== Segment start ==
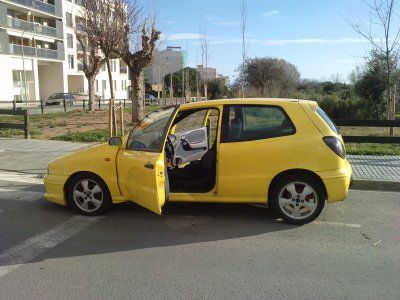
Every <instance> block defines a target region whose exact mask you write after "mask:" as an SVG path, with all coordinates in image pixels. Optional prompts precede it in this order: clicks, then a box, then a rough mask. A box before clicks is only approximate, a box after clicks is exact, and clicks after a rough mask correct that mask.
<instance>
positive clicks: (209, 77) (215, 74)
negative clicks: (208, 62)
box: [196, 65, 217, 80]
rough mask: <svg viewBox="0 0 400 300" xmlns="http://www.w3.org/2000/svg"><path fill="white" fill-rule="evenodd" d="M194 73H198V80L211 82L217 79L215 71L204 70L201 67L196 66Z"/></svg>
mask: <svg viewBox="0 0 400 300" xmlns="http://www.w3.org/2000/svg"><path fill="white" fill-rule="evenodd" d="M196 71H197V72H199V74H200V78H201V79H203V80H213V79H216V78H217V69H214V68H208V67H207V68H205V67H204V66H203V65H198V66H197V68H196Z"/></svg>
== Segment end ==
== Segment start ==
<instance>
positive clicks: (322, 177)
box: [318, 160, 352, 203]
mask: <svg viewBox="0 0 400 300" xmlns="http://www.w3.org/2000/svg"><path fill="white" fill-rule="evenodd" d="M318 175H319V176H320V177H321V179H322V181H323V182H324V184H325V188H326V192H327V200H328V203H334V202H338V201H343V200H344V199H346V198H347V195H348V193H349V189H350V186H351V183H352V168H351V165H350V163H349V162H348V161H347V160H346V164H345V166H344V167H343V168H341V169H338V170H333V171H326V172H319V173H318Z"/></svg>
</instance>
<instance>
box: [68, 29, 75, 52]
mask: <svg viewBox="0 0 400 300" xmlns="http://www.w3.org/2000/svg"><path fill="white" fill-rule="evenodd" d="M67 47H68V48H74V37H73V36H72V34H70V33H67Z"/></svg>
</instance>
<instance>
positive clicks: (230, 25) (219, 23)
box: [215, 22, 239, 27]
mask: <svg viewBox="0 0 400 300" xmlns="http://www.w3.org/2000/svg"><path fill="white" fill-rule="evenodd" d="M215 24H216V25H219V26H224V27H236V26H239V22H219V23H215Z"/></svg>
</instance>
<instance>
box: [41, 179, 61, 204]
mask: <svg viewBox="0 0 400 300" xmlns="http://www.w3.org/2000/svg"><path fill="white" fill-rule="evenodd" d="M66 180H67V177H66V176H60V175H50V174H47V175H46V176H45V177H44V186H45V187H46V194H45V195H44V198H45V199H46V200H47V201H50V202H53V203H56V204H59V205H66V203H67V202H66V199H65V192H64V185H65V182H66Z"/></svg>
== Segment end ==
■ Assignment: The job here is to find each line above with the word "clicks" and copy it.

■ Answer area:
Every <instance> block defines a target region whose exact mask you write after "mask:" as an SVG path, with all coordinates in image pixels. Optional prompts precede it in this order: clicks, then a box, then a rough mask. A box before clicks is only approximate, a box after clicks is exact, and clicks after a rough mask correct that mask.
positive clicks: (209, 77) (215, 74)
negative clicks: (208, 62)
positive clicks: (322, 177)
positive clicks: (230, 25) (219, 23)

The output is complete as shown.